**УСЛОВИЯ ЗАДАНИЯ**:
**a.** Чему, согласно тексту о мастере чая, учит чай?
**b.** Перепишите без изменений отрывок из текста о мастере чая, начиная со слов "Мастер чайной церемонии" и заканчивая словами "сила характеризует восприятие.".

Мастер чая освобождает пространство общения, позволяя выразиться другому.
Мастер чайной церемонии хранит молчание. Он ждет, пока скажет другой. Чай делает слух тонким, питая восприимчивость.
Чайной церемонии придает ценность тонкости воздействия, пренебрегая силой. Он воспитывает силу восприятия. Это называется тонкой восприимчивостью. Тонкая сила характеризует восприятие.
Чай учит двигаться мягко и думать медленно. Движение в чайном пространстве не принимает шума и суеты. Мастер чайного действа придает ценность пространству, вмещающему мысли, а не мыслям, заполняющим пространство. Он смещает источник мыслей в область пространства мыслей, размышляя об устройстве пространства сознания.
Мастер чая строит пространство, сознания ощутимого мира, понимая суетность усилий и суетность устремлений. Он удерживается от обольщений, понимая волновую структуру воздействия чая. Каждое обольщение неизменно ведет к огорчению.

**ПРЕДОСТАВЛЕННЫЕ ЗАПИСИ**:
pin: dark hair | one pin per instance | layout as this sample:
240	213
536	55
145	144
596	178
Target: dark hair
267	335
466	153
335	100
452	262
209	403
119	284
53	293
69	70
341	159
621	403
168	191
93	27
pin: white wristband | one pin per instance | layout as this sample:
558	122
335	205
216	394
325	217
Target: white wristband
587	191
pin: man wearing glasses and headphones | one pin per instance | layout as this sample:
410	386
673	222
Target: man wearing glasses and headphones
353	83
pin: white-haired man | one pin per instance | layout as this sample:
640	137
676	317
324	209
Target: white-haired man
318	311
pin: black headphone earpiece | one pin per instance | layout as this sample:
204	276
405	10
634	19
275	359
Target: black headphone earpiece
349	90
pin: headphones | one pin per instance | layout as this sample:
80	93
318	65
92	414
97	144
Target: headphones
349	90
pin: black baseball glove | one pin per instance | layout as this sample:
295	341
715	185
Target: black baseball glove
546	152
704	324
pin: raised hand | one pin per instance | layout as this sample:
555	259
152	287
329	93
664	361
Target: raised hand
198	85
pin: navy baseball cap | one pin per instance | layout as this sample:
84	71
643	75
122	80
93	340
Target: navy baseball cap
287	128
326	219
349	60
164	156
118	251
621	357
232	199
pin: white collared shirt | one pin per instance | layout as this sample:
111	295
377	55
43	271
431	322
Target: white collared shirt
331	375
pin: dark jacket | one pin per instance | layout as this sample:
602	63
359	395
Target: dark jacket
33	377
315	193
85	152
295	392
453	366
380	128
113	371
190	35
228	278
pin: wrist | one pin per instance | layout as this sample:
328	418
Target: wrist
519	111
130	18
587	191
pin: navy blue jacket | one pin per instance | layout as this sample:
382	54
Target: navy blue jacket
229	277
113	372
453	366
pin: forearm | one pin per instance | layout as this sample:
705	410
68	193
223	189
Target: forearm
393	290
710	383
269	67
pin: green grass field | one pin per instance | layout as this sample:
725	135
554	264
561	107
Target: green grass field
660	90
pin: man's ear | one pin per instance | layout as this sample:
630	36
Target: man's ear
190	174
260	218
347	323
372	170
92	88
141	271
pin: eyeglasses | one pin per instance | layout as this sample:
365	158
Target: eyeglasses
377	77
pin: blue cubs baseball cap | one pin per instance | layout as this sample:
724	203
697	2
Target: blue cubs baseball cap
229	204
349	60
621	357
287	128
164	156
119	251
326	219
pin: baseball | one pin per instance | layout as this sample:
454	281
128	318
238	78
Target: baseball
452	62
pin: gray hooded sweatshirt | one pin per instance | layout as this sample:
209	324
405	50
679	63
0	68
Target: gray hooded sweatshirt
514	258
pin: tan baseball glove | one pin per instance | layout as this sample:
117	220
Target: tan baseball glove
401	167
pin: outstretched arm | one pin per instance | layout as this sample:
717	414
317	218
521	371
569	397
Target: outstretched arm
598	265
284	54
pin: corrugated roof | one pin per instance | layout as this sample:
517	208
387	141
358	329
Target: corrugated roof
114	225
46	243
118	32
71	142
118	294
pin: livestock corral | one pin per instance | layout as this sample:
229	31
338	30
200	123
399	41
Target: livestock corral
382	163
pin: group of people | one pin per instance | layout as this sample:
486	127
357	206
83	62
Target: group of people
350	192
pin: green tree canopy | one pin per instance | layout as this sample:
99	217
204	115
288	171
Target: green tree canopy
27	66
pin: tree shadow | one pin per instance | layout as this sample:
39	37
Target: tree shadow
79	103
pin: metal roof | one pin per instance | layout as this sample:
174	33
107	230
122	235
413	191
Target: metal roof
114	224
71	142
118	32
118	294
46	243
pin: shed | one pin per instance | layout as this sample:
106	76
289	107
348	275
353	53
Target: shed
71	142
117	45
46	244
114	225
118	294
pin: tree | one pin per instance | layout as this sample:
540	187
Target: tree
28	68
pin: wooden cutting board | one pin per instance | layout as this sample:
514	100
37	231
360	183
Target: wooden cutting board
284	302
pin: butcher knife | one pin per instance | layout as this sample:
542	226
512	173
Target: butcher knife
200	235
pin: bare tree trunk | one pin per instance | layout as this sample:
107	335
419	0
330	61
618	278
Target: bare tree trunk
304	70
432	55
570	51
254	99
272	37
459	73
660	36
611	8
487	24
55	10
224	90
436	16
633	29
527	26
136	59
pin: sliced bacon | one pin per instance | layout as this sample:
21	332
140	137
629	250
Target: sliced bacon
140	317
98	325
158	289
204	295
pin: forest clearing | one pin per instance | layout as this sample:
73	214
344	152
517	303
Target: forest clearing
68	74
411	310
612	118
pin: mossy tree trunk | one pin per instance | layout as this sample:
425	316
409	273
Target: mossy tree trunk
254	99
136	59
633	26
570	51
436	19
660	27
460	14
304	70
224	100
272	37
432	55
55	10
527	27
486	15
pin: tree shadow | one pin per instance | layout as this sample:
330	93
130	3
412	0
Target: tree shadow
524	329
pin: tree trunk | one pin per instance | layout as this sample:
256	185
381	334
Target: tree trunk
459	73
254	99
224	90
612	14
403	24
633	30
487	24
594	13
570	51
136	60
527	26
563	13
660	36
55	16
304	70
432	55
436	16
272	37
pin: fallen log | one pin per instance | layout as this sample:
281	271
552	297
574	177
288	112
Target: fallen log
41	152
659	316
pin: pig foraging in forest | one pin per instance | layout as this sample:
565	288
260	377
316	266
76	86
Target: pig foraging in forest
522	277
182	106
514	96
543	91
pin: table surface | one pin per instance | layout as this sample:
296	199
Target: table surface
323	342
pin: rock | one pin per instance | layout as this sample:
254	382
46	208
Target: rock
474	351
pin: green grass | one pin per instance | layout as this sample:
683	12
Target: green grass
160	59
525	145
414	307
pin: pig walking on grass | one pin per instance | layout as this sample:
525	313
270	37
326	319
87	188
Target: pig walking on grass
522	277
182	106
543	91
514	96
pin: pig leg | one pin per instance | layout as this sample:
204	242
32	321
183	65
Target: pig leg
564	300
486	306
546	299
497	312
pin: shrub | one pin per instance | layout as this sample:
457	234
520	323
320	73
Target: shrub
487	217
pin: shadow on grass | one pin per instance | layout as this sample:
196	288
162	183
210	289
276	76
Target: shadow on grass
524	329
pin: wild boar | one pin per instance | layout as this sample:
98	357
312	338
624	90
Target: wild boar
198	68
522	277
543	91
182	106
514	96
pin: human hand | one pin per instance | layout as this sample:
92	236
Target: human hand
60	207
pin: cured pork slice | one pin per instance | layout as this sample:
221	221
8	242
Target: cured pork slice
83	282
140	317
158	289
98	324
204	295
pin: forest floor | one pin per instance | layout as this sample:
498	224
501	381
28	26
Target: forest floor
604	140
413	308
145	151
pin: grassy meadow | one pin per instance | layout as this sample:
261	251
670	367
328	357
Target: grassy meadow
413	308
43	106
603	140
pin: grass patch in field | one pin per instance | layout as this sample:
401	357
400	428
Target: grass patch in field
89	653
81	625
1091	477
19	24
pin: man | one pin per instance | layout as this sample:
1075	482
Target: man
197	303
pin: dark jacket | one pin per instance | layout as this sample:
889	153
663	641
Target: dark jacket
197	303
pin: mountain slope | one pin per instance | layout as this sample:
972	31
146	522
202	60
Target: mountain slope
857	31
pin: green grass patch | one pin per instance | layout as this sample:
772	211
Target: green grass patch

**РЕЗУЛЬТАТЫ ВЫПОЛНЕНИЯ**:
**a.** Двигаться мягко и думать медленно.

**b.**
Мастер чайной церемонии хранит молчание. Он ждет, пока скажет другой. Чай делает слух тонким, питая восприимчивость.
Чайной церемонии придает ценность тонкости воздействия, пренебрегая силой. Он воспитывает силу восприятия. Это называется тонкой восприимчивостью. Тонкая сила характеризует восприятие.